Exercise tasks:
1 > Translate this sentence from the post about the Swalcliffe May Day Carol into Spanish: "We will be returning to the Holywell tomorrow for a 20th anniversary concert, where we will be joined by former members of the band, and a number of special guests."
2 > Reproduce, character for character, the stretch of the post about the Swalcliffe May Day Carol from "The first Magpie" through "our concert tomorrow.".

Week 88 – Swalcliffe May Day Carol

The first Magpie Lane album, The Oxford Ramble, was released just over 20 years ago, and we played our very first concert, in the Holywell Music Room in Oxford, on 3rd May – May Bank Holiday Monday – 1993. We will be returning to the Holywell tomorrow for a 20th anniversary concert, where we will be joined by former members of the band, and a number of special guests. Twenty years ago this was the final song of the night, and it is giving away no secrets, I suspect, if I say that this song will also feature in our concert tomorrow.

I learned the song from Forty Long Miles: twenty-three English folk songs from the collection of Janet Heatley Blunt, edited by Tony Foxworthy and published by Galliard / EFDSS in 1976.

Supplied data:

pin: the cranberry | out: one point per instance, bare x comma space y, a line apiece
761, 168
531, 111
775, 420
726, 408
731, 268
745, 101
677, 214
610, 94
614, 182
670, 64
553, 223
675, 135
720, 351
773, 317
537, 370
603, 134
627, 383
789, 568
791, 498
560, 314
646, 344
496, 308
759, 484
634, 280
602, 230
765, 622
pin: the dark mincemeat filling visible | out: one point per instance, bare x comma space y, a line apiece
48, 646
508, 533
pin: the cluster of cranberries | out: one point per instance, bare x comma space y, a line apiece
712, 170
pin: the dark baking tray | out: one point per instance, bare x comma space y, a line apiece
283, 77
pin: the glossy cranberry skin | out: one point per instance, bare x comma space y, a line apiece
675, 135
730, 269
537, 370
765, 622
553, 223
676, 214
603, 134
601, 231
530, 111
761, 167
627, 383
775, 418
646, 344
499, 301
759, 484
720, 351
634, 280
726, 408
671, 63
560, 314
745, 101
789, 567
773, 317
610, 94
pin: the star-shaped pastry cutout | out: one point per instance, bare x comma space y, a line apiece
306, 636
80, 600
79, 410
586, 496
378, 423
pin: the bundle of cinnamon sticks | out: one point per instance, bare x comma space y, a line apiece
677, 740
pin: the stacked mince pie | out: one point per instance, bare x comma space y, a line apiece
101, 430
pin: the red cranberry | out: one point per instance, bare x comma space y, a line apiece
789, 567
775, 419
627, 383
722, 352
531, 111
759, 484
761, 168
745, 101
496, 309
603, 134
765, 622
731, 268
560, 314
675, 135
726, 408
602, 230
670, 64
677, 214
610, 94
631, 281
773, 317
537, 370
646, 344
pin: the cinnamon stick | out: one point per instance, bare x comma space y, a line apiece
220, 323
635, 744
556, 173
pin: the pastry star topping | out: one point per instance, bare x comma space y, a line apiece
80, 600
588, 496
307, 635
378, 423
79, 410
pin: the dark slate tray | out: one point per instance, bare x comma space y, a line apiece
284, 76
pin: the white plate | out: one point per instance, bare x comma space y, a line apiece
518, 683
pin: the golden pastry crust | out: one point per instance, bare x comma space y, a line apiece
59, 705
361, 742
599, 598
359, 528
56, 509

Written responses:
1 > Mañana volveremos al Holywell para un concierto del 20.º aniversario, en el que se nos unirán antiguos miembros del grupo y varios invitados especiales.

2 >
The first Magpie Lane album, The Oxford Ramble, was released just over 20 years ago, and we played our very first concert, in the Holywell Music Room in Oxford, on 3rd May – May Bank Holiday Monday – 1993. We will be returning to the Holywell tomorrow for a 20th anniversary concert, where we will be joined by former members of the band, and a number of special guests. Twenty years ago this was the final song of the night, and it is giving away no secrets, I suspect, if I say that this song will also feature in our concert tomorrow.